**Written problem 1**
Summarize the forum post about the pecan wood in two sentences.
**Written problem 2**
Quote the forum post about the pecan wood word for word, beginning at the words "I acquired (free)" and stopping after the words "them in place...".

**Given text**
# GOT WOOD !!!!   (Pecan)



## JckDanls 07 (Mar 14, 2021)

So I wanted to edit my other thread to include this to it... https://www.smokingmeatforums.com/threads/pecan-tree-score-but.306031/  ....    But since you can't edit anymore (which sucks, I think it's just to get total of thread counts up)... I started this new thread ...

Got all the wood home this weekend from the 3 trees...  Now I need to get/rent a log splitter and get after it ..   If anybody's got any tips/tricks for doing that..  I'd love to hear them as I really haven't done any to speak of ...

The pile of wood














The little stuff on the right side of the first picture I will cut up into chunks for the Mini's or smaller smokers ...

I acquired (free) some railroad rail that I will use for my log rack after splitting...  They are 13' long and VERY HEAVY...  need to find a friend that has a tractor/front end loader to lift them and put them in place...







I'm going to set the rails on these 8 x 8 x 16 inch cedar blocks to let air flow underneath and keep off the ground ...

Now I have a question about the blocking...  I can use these cedar blocks (below)..  or I can get 8 x 8 pressure treated (pine I believe) blocks...  which ones do y'all think would be better ??

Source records
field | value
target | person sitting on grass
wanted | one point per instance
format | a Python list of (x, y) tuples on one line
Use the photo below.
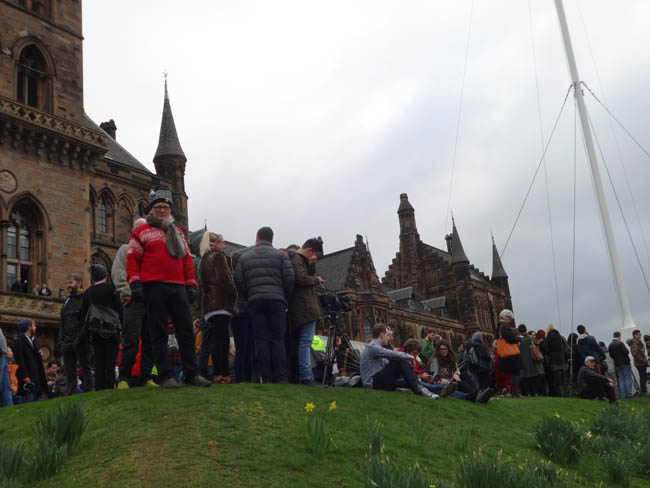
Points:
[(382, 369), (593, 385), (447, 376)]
...
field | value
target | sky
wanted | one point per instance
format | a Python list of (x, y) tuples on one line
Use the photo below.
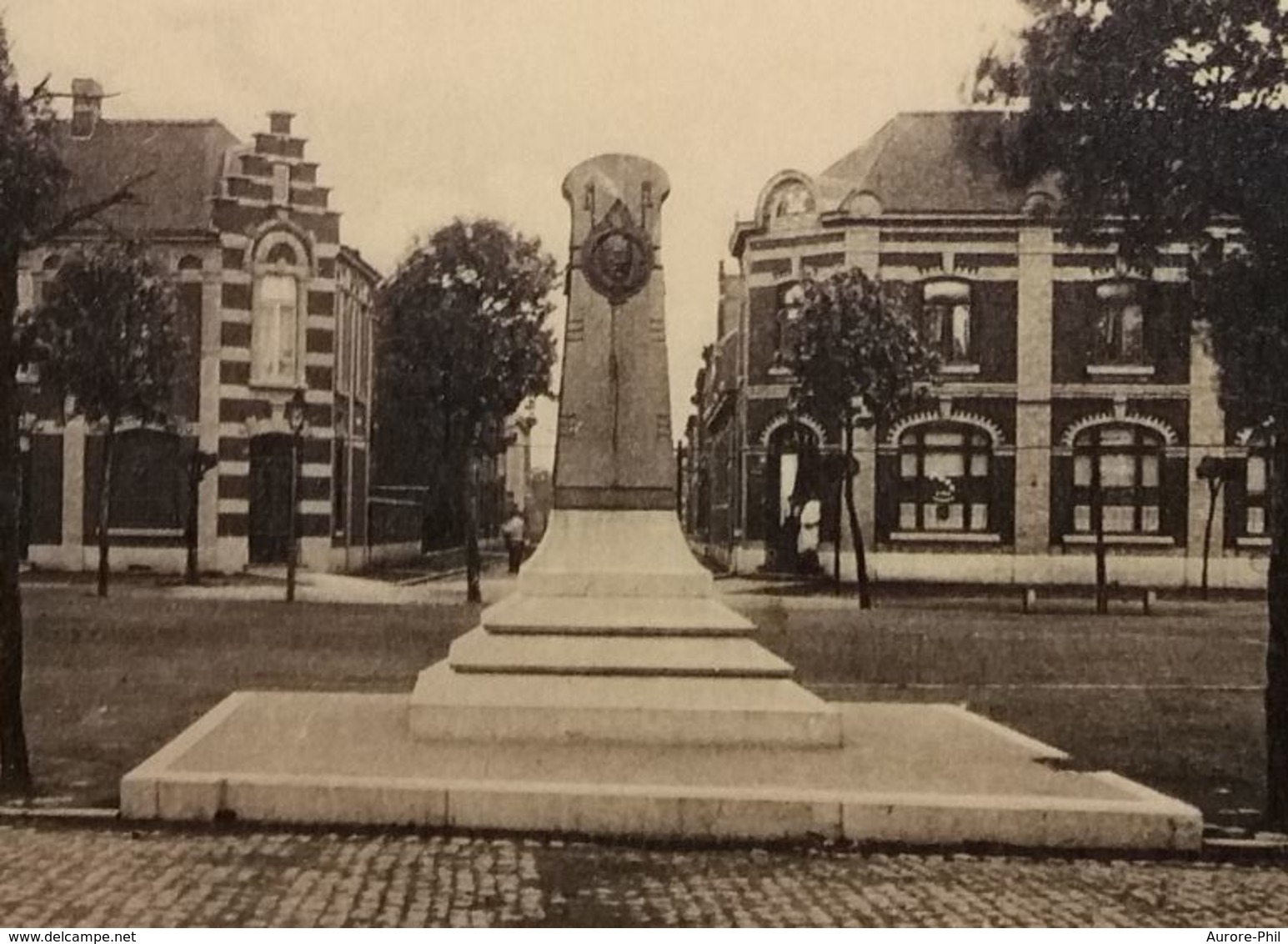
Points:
* * *
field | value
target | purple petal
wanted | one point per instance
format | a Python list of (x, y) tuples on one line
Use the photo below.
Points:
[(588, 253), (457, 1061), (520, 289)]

**Result 1**
The poster brought home all the wood from three pecan trees and now needs to get or rent a log splitter, asking for tips because they have done little splitting. They plan to rest free 13-foot railroad rails on 8 x 8 x 16 inch cedar blocks as a log rack that lets air flow underneath, and they ask whether the cedar blocks or 8 x 8 pressure-treated blocks would be better.

**Result 2**
I acquired (free) some railroad rail that I will use for my log rack after splitting...  They are 13' long and VERY HEAVY...  need to find a friend that has a tractor/front end loader to lift them and put them in place...